==== 文档节选

• utf8mb4的大小写敏感性测试及其修改方法


    utf8mb4的大小写敏感性测试及其修改方法

     utf8mb4_ unicode_ ci 与 utf8mb4_ general_ ci 如何选择
    字符除了需要存储,还需要排序或比较大小,涉及到与编码字符集对应的 排序字符集(collation)。ut8mb4对应的排序字符集常用的有 utf8mb4_unicode_ci 、 utf8mb4_general_ci ,到底采用哪个在 stackoverflow 上有个讨论, What’s the difference between utf8_general_ci and utf8_unicode_ci
    主要从排序准确性和性能两方面看:
        准确性
        utf8mb4_unicode_ci 是基于标准的Unicode来排序和比较,能够在各种语言之间精确排序
        utf8mb4_general_ci 没有实现Unicode排序规则,在遇到某些特殊语言或字符是,排序结果可能不是所期望的。
        但是在绝大多数情况下,这种特殊字符的顺序一定要那么精确吗。比如Unicode把 ? 、 ? 当成 ss 和 OE 来看;而general会把它们当成 s 、 e ,再如 àá??ā? 各自都与  A 相等。
        性能
        utf8mb4_general_ci 在比较和排序的时候更快
        utf8mb4_unicode_ci 在特殊情况下,Unicode排序规则为了能够处理特殊字符的情况,实现了略微复杂的排序算法。
        但是在绝大多数情况下,不会发生此类复杂比较。general理论上比Unicode可能快些,但相比现在的CPU来说,它远远不足以成为考虑性能的因素,索引涉及、SQL设计才是。 我个人推荐是 utf8mb4_unicode_ci ,将来 8.0 里也极有可能使用变为默认的规则。

    # 测试utf8mb4的大小写敏感性及其修改方法
    
    -- 以下是utf8mb4不区分大小写
    # 修改数据库:  
    ALTER DATABASE database_name CHARACTER SET = utf8mb4 COLLATE = utf8mb4_general_ci;  
    # 修改表:  
    ALTER TABLE table_name CONVERT TO CHARACTER SET utf8mb4 COLLATE utf8mb4_general_ci;  
    # 修改表字段:  
    ALTER TABLE table_name CHANGE column_name column_name VARCHAR(191) CHARACTER SET utf8mb4 COLLATE utf8mb4_general_ci NOT NULL;  
    
    -- 以下是utf8mb4区分大小写
    # 修改数据库:  
    ALTER DATABASE database_name CHARACTER SET = utf8mb4 COLLATE = utf8mb4_bin;  
    # 修改表:  
    ALTER TABLE table_name CONVERT TO CHARACTER SET utf8mb4 COLLATE utf8mb4_bin;  
    # 修改表字段:  
    ALTER TABLE table_name CHANGE column_name column_name VARCHAR(191) CHARACTER SET utf8mb4 COLLATE utf8mb4_bin NOT NULL ; 
    -- 1、删除库 drop database if exists db2020; 
    mysql> drop database if exists db2020; 
    Query OK, 0 rows affected, 1 warning (0.00 sec) 
    -- 2、创建字符集为utf8的库 create database db2020 DEFAULT CHARACTER SET utf8mb4; 
    mysql> create database db2020 DEFAULT CHARACTER SET utf8mb4; 
    Query OK, 1 row affected (0.00 sec) 
    -- 3、查看建库语句 show create database db2020; 
    mysql> show create database db2020; 
    +----------+--------------------------------------------------------------------+ 
    | Database | Create Database                                                     | 
    +----------+--------------------------------------------------------------------+ 
    | db2020   | CREATE DATABASE `db2020` /*!40100 DEFAULT CHARACTER SET utf8mb4 */ | 
    +----------+--------------------------------------------------------------------+ 
    1 row in set (0.00 sec)

========
==== 所示数据

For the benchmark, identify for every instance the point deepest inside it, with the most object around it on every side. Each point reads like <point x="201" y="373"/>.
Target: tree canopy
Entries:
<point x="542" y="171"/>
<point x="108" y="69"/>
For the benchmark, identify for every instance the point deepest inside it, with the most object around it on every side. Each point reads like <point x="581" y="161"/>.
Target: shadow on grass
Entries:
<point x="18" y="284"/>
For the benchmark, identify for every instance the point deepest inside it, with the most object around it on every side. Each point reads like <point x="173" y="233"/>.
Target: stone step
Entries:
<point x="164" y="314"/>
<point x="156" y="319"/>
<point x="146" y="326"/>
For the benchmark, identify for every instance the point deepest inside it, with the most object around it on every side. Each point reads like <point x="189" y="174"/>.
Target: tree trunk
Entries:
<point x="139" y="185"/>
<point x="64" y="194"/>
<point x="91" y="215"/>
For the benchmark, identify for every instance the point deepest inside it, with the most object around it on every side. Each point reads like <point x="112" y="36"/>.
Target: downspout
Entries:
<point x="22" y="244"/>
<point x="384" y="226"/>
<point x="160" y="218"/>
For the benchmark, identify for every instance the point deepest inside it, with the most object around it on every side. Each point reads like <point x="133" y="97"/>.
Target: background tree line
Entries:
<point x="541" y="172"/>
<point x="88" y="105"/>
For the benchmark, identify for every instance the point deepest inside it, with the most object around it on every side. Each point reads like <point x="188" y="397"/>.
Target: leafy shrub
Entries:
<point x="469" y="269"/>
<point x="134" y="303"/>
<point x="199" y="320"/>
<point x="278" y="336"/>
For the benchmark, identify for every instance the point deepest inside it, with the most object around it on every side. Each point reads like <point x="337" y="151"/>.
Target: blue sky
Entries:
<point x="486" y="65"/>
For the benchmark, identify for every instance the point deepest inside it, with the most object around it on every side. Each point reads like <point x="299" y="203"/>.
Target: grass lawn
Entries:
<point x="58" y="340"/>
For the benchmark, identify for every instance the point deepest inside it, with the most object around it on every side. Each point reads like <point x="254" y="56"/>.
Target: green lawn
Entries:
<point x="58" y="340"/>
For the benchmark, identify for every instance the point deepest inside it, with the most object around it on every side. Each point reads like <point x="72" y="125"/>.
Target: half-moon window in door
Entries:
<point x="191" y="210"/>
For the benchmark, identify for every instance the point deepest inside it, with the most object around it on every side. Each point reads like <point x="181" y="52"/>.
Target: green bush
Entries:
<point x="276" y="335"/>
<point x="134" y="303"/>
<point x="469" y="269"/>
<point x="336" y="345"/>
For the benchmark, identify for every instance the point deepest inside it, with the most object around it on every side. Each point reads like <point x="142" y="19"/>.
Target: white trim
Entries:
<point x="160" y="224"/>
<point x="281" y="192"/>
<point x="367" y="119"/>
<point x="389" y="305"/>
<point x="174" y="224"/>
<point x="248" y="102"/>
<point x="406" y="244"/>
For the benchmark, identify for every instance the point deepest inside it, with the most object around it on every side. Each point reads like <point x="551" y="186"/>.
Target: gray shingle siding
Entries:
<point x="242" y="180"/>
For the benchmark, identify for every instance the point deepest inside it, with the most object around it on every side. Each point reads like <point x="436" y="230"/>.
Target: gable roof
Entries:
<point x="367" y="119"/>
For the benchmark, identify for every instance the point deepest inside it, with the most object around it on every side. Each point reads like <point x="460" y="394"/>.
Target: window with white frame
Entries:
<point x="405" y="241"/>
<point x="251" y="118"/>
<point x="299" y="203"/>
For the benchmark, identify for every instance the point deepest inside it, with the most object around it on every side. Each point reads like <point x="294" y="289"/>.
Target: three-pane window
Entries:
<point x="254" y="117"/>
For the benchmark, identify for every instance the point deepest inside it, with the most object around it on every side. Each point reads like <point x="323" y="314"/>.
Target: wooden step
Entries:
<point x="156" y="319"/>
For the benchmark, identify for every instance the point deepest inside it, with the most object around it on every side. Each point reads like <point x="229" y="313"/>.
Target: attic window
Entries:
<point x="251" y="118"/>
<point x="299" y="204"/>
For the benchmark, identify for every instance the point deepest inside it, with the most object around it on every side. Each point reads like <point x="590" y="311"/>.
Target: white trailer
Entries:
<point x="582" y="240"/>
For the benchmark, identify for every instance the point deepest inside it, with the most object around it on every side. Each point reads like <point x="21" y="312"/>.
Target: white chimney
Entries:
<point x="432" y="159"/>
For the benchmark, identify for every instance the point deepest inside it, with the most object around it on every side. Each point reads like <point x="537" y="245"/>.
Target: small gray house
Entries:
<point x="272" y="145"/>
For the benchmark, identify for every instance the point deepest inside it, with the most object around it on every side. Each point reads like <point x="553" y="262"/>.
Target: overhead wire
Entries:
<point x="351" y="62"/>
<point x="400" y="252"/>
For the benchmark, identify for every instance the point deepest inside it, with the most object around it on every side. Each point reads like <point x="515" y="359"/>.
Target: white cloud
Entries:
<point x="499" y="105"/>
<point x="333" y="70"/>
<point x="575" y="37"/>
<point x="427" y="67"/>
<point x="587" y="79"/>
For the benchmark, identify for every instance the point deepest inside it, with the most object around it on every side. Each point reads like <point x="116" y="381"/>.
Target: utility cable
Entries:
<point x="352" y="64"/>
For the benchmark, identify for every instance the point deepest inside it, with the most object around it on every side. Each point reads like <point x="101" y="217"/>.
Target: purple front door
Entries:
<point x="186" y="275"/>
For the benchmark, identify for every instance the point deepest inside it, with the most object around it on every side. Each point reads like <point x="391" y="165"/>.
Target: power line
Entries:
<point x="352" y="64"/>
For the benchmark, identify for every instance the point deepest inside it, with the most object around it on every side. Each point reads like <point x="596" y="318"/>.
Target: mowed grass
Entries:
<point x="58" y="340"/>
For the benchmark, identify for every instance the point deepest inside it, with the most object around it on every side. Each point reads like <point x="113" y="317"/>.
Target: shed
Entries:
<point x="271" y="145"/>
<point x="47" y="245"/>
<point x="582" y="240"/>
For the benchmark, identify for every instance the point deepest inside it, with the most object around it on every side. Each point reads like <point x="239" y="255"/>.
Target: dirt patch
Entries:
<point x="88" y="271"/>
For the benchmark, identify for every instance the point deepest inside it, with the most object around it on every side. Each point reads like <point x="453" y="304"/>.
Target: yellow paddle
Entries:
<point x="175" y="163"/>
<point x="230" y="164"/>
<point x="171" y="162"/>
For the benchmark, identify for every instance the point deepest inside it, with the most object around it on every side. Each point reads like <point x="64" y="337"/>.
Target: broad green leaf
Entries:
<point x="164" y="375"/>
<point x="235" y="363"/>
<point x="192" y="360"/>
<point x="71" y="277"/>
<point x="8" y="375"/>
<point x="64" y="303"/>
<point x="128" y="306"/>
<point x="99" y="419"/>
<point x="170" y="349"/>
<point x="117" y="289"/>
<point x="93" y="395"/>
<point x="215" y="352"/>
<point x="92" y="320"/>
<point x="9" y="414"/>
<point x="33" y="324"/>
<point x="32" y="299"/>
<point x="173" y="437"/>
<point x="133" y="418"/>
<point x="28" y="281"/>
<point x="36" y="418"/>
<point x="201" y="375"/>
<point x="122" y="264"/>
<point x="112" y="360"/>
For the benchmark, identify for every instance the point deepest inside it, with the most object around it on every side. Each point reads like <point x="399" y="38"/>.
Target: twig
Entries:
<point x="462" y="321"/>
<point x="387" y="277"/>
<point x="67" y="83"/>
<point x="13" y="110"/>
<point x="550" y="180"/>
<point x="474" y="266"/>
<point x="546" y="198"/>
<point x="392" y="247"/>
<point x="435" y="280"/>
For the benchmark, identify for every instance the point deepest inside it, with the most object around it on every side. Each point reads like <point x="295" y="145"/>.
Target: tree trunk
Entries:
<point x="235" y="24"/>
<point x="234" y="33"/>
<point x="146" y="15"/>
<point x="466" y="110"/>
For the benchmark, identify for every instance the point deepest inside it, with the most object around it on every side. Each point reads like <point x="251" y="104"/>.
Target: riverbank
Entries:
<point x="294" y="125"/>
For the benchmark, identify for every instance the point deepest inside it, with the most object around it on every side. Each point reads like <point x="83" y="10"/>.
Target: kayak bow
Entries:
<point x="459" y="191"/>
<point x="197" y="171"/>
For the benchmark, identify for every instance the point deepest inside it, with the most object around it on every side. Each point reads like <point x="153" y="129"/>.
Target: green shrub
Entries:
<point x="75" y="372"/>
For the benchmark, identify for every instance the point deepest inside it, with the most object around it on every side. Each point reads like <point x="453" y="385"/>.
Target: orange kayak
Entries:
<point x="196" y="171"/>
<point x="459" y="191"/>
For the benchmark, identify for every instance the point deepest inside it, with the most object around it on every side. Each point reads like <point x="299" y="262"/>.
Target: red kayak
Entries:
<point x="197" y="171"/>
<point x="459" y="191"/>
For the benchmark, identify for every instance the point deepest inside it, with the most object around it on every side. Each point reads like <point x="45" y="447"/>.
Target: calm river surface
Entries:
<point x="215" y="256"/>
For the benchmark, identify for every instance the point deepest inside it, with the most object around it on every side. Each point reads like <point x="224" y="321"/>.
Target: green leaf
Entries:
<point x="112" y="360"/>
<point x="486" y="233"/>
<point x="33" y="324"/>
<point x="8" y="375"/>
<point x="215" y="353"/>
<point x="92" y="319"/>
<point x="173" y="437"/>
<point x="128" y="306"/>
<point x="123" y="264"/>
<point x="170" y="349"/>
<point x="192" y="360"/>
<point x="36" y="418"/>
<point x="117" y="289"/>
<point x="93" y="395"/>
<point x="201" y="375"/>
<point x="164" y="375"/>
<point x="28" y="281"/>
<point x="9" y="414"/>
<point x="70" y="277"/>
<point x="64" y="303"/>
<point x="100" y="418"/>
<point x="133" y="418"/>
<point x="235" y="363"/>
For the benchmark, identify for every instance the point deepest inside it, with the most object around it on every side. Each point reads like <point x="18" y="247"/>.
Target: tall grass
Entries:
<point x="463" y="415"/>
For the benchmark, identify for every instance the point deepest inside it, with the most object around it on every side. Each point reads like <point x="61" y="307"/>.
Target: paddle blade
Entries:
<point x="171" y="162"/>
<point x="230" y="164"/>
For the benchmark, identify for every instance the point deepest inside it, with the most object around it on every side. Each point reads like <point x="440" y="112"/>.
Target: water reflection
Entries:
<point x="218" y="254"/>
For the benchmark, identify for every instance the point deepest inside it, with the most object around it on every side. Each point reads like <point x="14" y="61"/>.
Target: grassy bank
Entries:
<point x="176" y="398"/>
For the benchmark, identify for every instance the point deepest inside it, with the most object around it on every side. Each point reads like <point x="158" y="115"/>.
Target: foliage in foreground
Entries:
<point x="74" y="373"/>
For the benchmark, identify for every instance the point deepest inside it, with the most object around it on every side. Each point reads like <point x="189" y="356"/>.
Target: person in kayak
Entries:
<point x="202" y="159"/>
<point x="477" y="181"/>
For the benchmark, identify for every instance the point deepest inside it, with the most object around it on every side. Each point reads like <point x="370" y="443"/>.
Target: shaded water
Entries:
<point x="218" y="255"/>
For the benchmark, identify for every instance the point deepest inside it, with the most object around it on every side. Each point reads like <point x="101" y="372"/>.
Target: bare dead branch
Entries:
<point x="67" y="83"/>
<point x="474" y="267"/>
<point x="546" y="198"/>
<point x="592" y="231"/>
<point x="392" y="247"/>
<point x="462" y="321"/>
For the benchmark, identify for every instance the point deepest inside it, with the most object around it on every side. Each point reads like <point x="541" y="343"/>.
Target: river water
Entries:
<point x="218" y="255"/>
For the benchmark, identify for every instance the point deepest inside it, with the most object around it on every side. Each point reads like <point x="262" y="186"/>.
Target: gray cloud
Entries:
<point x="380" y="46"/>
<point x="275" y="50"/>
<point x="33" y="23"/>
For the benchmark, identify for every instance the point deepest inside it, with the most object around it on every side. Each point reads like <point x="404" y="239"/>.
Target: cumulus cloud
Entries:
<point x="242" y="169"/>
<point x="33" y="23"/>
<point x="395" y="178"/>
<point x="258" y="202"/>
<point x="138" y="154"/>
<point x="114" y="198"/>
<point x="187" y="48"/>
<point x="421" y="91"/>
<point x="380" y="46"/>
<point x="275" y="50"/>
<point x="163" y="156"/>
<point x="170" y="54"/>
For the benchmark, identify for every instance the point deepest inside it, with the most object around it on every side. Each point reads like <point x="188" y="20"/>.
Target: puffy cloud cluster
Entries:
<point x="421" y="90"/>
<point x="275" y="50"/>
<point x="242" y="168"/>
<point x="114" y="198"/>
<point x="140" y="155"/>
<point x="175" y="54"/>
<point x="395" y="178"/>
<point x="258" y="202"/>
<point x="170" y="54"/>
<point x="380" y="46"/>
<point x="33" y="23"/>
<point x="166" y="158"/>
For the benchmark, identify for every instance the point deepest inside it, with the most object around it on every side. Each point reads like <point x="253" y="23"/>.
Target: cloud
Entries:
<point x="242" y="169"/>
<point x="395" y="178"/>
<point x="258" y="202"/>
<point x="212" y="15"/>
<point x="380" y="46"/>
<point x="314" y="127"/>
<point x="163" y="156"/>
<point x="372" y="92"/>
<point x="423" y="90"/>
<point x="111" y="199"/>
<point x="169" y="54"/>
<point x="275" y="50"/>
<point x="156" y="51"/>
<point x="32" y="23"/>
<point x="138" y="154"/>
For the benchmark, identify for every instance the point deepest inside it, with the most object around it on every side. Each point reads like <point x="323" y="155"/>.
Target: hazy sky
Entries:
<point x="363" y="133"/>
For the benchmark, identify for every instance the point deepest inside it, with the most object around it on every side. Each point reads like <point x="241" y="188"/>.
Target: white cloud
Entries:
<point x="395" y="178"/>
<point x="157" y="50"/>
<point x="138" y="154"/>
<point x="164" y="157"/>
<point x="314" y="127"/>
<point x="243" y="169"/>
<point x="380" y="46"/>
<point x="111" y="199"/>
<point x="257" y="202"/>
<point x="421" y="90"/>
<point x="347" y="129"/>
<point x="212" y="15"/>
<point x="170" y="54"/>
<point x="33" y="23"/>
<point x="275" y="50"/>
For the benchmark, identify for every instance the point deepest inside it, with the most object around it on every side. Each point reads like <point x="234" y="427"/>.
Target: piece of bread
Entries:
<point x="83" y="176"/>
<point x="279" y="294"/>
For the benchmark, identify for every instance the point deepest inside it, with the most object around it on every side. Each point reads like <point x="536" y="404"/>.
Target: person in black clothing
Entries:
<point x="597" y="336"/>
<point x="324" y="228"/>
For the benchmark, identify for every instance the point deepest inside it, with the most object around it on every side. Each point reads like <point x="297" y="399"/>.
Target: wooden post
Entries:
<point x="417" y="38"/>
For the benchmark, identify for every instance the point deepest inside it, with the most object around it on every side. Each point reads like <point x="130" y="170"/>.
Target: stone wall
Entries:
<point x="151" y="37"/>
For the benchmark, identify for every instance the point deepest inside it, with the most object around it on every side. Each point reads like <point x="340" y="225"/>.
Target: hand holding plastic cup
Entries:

========

§ 完成下列任务:
1. 按文档节选的说法,utf8mb4_unicode_ci 和 utf8mb4_general_ci 中哪一个在比较和排序时更快?
2. 接着 utf8mb4 大小写敏感性测试这篇文档节选最后的内容往下续写。

§ 参考答案:
1. utf8mb4_general_ci 在比较和排序时更快。

2.
    -- 4、创建测试表和数据 use db2020; 
    -- drop table if exists tbl_test ; 
    create table tbl_test ( 
    id bigint(20) NOT NULL AUTO_INCREMENT, 
    name varchar(20) NOT NULL, 
    PRIMARY KEY (id), 
    KEY idx_name (name) 
    ) ENGINE=InnoDB DEFAULT CHARSET=utf8mb4 ; 
    
    -- 5、查看创建表的语句 
    -- use db2020; 
    show create table tbl_testG; 
    mysql> show create table tbl_testG; 
    *************************** 1. row ***************************
           Table: tbl_test
    Create Table: CREATE TABLE `tbl_test` (
      `id` bigint(20) NOT NULL AUTO_INCREMENT,
      `name` varchar(20) NOT NULL,
      PRIMARY KEY (`id`),
      KEY `idx_name` (`name`)
    ) ENGINE=InnoDB DEFAULT CHARSET=utf8mb4
    1 row in set (0.05 sec)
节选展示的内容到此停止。